Dataset entries:

'''

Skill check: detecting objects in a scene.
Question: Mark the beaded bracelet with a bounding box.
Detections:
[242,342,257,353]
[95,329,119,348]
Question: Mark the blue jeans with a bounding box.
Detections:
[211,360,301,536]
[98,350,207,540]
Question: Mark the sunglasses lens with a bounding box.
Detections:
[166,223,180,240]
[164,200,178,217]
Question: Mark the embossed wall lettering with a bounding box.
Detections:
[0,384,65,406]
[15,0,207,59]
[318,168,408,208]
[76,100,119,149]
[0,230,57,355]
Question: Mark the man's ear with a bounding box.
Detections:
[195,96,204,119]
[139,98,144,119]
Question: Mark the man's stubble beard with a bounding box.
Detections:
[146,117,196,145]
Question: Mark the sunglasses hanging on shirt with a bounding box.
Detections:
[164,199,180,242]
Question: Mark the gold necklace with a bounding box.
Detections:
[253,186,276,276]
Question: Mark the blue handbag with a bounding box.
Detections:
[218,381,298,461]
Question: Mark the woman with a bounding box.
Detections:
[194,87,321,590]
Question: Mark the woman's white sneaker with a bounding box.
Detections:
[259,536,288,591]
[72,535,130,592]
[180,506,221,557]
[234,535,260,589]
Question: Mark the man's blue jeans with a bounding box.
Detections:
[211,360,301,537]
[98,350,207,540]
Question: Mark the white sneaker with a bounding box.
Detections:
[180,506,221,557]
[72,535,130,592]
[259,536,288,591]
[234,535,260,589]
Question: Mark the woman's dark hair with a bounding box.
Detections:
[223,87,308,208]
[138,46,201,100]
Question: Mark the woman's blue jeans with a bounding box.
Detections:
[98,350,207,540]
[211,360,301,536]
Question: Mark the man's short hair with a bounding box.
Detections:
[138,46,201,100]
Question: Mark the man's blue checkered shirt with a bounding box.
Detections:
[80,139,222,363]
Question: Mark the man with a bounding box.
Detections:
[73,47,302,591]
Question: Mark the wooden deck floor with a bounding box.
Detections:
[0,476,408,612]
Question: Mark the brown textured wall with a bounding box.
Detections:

'''

Reproduce word for word the lines of the listing, starting at the line that contains "Question: Mark the man's short" and ending with the last line of the listing.

§ **COMPLETE ANSWER**:
Question: Mark the man's short hair with a bounding box.
Detections:
[138,46,201,100]
Question: Mark the man's blue checkered shirt with a bounding box.
Detections:
[80,139,222,363]
Question: Mark the man with a bounding box.
Detections:
[73,47,302,591]
Question: Mark the wooden deck floor with a bounding box.
Detections:
[0,476,408,612]
Question: Mark the brown textured wall with a bounding box.
Detections:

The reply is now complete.